- [Problem to solve]: Rewrite each of the records below with "vineyard scouting" swapped for "orchard survey" and every other line unchanged. Omit the pictures from your answer.

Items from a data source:
+++

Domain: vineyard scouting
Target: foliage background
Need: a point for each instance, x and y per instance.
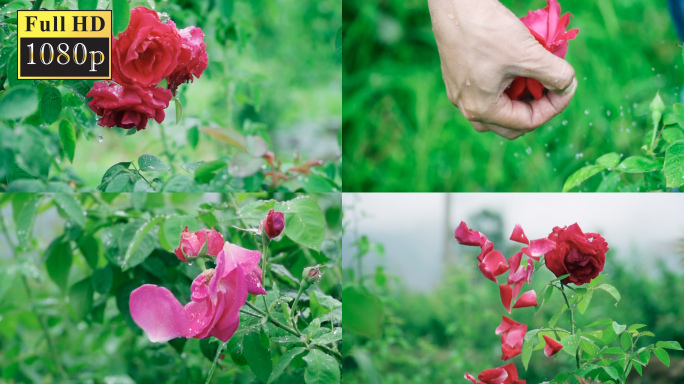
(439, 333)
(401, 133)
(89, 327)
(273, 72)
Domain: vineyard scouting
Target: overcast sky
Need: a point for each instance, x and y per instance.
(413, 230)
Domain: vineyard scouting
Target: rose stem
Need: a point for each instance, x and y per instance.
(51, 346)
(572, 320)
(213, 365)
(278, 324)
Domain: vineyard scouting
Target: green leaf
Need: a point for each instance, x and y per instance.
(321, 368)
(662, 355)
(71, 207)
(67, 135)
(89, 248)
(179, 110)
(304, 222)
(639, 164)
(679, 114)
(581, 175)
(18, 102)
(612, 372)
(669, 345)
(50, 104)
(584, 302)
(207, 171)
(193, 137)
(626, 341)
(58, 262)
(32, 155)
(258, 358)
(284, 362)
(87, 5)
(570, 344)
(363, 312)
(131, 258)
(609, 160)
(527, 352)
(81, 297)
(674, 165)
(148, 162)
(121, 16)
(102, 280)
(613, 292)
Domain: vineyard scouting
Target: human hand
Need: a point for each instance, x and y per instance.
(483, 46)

+++

- [Correct output]:
Domain: orchard survey
Target: foliage background
Need: a point for each instance, x and y per instance.
(439, 333)
(401, 133)
(89, 327)
(273, 72)
Domain: orchard survey
Target: overcast sky
Need: a point for each instance, x and y per instance.
(413, 230)
Domain: orchard survey
Target: rose stem
Need: a point for each instance, x and y per instance.
(51, 346)
(572, 320)
(213, 365)
(278, 324)
Domain: orchard survey
Target: green leaf
Need: a point for each instance, x and y per instance.
(321, 368)
(662, 355)
(71, 207)
(67, 135)
(89, 248)
(179, 110)
(304, 222)
(639, 164)
(679, 114)
(581, 175)
(18, 102)
(612, 372)
(669, 345)
(50, 104)
(584, 302)
(207, 171)
(193, 137)
(626, 341)
(58, 262)
(32, 155)
(258, 358)
(284, 362)
(87, 5)
(570, 344)
(363, 312)
(131, 258)
(609, 160)
(527, 352)
(81, 297)
(674, 165)
(148, 162)
(121, 16)
(102, 280)
(613, 292)
Domain: orchard survey
Target: human hand
Need: a point for each instance, x and y per instance.
(483, 46)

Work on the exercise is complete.